Deuxième long métrage de l'Autrichienne Jessica Hausner après Lovely Rita (2001), Hotel a été présenté en Sélection officielle au Festival de Cannes en 2004, dans le cadre de la section Un Certain Regard.
La cinéaste précise ses intentions : "La caractéristique principale du film de genre est son adhésion complète aux lois du genre. Elle procure au spectateur le sentiment de se trouver en terrain connu (...) Ce qui m'intéresse, c'est au contraire de parvenir à un langage cinématographique qui remette en question ce balisage et ce sentiment de sécurité. De la même façon, je voulais échapper au naturalisme (...) Mon parti-pris est de raconter une histoire sans proposer d'explications. Je voulais vraiment ne pas donner trop d'indices et éliminer tous les détails réalistes, sociaux ou psychologiques qui pourraient fournir des informations aux spectateurs. Il était essentiel, pour moi, de maintenir une certaine ambiguité. Les éléments rationnels, pas plus que les éléments surnaturels, n'apportent de réponse définitive."
La cinéaste se souvient : "A l'origine, le projet remonte à une idée de court métrage que j'avais eue il y a longtemps : quelqu'un était menacé de mort par téléphone, prenait peur et entreprenait diverses actions pour se protéger, tout en tentant d'ignorer la menace. La vie confrontait cette personne à certaines peurs confuses auxquelles il devenait difficile de se soustraire. A la fin, elle quittait son appartement et disparaissait. Il s'agissait là d'une idée que j'ai eu envie de développer plus avant."
L'origine d' Hotel est en fait plus lointaine, si l'on en croit la cinéaste qui évoque un souvenir d'enfance : "Lorsque j'étais petite, j'habitais dans une maison isolée (...) Je me souviens de longues et sombres après-midi. Je me livrais à un drôle de jeu, une sorte de rituel qui consistait, dans un premier temps, à éteindre la lumière en haut des marches, je descendais ensuite les escaliers plongés dans l'obscurité jusqu'à l'entrée qui n'était pas éclairée non plus et, de là, je me dirigeais vers une pièce sans fenêtres, la garde-robe. Dans mon imaginaire enfantin, cet endroit symbolisait l'épicentre du danger et du mal. Là, il me fallait encore atteindre l'interrupteur, très éloigné, et ce n'est qu'à ce stade que je m'autorisais à allumer la lumière. Ce jeu me mettait dans un état de peur panique tout en me procurant beaucoup de plaisir. C'était une sorte de défi, un piquant mélange d'envie et de crainte qui, plus d'une fois, m'a sauvé de l'ennui."

TÂCHE COURTE
Répondez à ces questions sur le texte consacré au film Hotel :
1. Dans quelle section du Festival de Cannes le film a-t-il été présenté en 2004 ?
2. Selon la cinéaste, à quel type de projet remonte à l'origine l'idée du film ?
3. Quelle pièce sans fenêtres la cinéaste devait-elle atteindre lors de son jeu d'enfance ?

MATÉRIEL FOURNI
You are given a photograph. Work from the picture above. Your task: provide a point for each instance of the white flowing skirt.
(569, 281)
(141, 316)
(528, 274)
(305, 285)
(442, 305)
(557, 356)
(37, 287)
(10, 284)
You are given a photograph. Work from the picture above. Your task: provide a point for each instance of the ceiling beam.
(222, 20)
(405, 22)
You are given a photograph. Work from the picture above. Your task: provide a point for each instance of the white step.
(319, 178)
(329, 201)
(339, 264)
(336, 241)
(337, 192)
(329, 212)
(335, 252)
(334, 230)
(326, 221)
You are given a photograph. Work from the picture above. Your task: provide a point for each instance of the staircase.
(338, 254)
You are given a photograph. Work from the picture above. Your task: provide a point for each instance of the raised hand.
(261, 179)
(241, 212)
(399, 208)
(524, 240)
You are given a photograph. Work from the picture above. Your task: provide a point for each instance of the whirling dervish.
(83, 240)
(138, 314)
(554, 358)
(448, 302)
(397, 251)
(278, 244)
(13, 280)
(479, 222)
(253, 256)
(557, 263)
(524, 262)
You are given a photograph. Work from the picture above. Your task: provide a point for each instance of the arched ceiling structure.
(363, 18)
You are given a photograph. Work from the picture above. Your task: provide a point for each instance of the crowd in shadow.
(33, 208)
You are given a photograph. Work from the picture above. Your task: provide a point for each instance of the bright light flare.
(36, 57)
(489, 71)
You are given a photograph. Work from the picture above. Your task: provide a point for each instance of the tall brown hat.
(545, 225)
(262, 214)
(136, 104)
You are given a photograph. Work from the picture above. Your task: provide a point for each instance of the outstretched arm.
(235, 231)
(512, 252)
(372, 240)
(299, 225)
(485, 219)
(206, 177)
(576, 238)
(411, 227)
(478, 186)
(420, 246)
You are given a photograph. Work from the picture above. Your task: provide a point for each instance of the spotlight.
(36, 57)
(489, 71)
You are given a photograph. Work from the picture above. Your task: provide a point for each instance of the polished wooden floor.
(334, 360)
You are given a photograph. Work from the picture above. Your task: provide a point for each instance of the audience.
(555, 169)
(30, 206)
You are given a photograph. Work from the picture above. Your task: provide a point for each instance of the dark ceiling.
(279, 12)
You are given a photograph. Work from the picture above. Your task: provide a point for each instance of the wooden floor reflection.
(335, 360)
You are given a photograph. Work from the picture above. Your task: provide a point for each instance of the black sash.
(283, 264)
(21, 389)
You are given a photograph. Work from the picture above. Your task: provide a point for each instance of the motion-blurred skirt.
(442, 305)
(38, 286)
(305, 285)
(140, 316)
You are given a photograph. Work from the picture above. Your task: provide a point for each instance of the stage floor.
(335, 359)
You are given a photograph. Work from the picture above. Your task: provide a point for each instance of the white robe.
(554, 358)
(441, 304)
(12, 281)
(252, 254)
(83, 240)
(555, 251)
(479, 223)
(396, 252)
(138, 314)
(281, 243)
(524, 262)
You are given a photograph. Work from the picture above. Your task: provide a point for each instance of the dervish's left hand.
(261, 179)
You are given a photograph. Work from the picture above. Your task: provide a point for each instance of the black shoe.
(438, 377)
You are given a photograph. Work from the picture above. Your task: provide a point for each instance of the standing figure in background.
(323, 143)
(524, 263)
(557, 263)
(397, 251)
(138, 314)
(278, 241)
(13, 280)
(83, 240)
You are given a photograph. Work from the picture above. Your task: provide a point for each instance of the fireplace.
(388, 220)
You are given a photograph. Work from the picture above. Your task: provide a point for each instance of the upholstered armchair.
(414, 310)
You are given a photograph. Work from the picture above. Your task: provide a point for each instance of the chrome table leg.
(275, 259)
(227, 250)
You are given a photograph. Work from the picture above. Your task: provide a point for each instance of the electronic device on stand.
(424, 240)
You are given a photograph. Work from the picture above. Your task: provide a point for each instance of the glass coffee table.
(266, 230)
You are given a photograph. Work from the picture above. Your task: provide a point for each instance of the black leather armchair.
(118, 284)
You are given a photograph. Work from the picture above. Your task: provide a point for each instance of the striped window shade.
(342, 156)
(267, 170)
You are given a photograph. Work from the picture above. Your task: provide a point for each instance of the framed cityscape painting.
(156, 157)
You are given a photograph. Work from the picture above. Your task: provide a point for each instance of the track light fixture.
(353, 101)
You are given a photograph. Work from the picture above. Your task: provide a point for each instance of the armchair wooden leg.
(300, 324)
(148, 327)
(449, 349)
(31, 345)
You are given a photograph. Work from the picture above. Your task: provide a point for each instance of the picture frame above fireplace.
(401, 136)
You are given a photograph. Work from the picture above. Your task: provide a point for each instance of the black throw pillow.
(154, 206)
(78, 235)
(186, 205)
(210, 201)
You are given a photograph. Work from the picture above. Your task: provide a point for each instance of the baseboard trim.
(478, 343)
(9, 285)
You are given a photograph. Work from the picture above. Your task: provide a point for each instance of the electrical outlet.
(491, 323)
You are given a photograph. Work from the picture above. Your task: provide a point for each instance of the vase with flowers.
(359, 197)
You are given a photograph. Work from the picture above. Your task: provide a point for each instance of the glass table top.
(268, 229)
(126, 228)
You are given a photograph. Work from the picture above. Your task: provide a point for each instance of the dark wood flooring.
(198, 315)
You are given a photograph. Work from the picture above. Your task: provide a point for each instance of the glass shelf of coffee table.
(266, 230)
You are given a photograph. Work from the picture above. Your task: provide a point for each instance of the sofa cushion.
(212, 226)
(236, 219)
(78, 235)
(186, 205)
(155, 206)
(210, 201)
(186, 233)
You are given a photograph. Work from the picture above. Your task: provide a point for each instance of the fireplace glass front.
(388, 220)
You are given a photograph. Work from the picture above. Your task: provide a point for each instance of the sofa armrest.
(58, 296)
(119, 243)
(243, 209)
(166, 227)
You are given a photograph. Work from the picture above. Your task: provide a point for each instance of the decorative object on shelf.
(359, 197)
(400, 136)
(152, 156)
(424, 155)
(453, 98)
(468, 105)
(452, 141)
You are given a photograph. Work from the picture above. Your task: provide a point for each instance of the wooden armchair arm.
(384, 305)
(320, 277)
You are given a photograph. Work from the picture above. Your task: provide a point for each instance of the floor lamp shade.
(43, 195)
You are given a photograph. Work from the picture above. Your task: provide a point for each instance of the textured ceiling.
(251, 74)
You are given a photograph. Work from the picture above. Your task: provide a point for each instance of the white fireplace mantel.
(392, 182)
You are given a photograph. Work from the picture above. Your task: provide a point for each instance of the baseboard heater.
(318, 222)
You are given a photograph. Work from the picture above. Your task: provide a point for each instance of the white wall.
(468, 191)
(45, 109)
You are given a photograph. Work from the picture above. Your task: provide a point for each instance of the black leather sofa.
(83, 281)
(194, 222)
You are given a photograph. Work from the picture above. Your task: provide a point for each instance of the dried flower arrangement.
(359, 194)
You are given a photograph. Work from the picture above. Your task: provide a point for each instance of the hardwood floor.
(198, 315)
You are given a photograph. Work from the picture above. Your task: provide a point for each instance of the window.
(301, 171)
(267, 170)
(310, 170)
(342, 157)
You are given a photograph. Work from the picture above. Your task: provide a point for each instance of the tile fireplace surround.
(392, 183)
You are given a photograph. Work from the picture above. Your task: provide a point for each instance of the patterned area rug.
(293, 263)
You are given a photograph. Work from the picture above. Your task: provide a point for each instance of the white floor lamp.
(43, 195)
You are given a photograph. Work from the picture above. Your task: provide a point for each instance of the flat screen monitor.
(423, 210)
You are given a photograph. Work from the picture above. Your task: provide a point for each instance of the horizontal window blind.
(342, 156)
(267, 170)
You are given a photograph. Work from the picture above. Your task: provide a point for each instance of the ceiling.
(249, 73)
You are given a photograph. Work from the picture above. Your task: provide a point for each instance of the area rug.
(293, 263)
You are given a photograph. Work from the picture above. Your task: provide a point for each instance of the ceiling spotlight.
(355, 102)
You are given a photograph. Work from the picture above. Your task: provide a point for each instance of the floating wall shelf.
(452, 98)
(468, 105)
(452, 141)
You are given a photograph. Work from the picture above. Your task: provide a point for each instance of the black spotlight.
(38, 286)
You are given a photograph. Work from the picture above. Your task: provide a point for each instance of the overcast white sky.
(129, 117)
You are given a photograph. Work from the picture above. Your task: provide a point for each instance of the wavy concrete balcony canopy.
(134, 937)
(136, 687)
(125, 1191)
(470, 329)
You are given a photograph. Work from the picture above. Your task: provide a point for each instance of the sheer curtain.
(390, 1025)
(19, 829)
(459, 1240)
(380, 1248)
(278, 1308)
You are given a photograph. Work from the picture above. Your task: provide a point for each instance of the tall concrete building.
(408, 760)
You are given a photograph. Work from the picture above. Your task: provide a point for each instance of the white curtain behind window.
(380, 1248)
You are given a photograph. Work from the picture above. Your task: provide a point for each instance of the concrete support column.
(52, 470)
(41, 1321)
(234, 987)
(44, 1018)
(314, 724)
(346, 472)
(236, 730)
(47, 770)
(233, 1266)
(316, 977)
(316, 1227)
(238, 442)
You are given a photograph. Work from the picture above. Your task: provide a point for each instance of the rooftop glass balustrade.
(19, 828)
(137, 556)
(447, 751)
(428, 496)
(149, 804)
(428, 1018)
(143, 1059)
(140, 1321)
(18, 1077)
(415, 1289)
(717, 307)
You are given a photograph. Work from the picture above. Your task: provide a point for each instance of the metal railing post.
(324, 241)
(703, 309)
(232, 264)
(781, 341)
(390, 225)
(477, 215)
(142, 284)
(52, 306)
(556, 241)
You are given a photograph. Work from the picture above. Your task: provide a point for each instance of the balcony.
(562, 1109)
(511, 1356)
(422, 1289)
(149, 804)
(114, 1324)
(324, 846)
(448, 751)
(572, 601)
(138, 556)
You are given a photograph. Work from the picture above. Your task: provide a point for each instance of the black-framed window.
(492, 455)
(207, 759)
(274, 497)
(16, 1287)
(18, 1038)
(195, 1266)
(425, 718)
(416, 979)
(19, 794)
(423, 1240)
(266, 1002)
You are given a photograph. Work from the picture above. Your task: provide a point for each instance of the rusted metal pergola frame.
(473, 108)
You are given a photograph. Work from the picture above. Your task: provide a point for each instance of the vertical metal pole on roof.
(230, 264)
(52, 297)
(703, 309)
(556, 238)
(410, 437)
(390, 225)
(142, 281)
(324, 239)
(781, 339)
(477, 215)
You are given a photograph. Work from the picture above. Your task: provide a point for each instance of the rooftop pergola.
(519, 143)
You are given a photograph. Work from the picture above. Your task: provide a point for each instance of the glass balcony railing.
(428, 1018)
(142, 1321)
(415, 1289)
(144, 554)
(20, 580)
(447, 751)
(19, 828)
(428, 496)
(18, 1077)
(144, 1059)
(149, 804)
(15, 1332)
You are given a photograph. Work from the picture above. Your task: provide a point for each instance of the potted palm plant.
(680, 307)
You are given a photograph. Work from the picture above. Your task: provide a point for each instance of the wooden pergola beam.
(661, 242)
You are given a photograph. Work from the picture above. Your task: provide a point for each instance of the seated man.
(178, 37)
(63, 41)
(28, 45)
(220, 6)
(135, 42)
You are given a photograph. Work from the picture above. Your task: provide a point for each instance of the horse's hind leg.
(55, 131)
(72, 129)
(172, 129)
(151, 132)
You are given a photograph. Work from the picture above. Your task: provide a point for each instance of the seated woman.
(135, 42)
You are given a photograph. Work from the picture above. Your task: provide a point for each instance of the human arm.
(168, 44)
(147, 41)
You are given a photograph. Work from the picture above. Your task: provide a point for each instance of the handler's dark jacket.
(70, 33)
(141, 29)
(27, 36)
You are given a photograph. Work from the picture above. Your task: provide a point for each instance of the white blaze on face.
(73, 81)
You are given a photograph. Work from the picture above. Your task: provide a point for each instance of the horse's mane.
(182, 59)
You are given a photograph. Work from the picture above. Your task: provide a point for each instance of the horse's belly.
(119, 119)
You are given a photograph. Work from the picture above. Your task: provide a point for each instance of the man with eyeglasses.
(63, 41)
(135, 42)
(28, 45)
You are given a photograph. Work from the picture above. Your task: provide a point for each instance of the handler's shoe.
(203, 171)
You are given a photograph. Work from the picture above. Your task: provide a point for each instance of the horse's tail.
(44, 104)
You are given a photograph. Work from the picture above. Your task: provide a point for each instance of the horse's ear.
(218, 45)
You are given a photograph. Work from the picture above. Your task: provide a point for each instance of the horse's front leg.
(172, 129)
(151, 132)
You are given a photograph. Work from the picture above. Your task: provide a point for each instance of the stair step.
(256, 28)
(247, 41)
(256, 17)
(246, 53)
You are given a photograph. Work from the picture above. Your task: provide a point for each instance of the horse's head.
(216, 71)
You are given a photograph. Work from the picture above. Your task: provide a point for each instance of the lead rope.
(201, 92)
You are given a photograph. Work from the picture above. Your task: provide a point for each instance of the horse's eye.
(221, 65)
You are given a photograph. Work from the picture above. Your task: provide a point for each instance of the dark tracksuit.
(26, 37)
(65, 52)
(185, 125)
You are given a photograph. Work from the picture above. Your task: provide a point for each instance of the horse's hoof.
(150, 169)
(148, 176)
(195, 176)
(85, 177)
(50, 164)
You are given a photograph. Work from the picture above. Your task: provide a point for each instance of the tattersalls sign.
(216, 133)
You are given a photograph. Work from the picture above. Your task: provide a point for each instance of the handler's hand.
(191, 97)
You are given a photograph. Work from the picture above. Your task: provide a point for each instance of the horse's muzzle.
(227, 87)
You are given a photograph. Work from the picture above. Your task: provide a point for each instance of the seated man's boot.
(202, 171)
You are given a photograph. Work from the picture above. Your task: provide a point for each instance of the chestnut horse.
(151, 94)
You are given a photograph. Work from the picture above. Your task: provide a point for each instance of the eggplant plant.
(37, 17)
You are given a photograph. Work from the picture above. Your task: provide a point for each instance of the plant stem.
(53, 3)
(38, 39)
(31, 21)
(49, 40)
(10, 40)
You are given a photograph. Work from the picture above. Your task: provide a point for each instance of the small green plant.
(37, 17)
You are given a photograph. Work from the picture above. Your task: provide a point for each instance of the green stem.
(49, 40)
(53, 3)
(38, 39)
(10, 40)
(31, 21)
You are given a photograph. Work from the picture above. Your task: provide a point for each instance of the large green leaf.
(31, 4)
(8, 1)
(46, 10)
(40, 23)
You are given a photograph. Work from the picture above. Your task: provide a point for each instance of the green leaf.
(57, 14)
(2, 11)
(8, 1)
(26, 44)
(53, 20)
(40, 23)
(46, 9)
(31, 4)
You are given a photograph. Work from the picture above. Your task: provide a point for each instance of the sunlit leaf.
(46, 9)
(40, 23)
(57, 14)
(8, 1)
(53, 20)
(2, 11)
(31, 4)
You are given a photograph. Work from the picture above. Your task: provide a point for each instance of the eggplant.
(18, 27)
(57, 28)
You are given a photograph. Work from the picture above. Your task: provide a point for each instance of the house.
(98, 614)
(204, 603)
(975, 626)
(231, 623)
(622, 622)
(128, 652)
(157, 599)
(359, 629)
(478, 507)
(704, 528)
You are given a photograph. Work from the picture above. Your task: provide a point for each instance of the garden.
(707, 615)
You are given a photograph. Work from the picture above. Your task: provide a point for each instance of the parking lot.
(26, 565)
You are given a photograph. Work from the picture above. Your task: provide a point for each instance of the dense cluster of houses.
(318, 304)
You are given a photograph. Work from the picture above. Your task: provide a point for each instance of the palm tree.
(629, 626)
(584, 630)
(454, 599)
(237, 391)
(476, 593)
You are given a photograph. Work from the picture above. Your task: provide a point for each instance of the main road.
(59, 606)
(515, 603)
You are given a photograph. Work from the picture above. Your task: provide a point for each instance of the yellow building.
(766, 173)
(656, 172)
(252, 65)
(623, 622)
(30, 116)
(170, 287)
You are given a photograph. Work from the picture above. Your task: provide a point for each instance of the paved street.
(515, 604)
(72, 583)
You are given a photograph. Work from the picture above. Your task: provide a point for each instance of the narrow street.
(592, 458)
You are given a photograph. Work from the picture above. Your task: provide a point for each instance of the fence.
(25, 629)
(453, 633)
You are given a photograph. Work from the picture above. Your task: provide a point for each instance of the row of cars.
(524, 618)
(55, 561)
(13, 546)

LA SOLUTION
1. Le film a été présenté dans la section Un Certain Regard.
2. L'idée du film remonte à un projet de court métrage.
3. La cinéaste devait atteindre la garde-robe.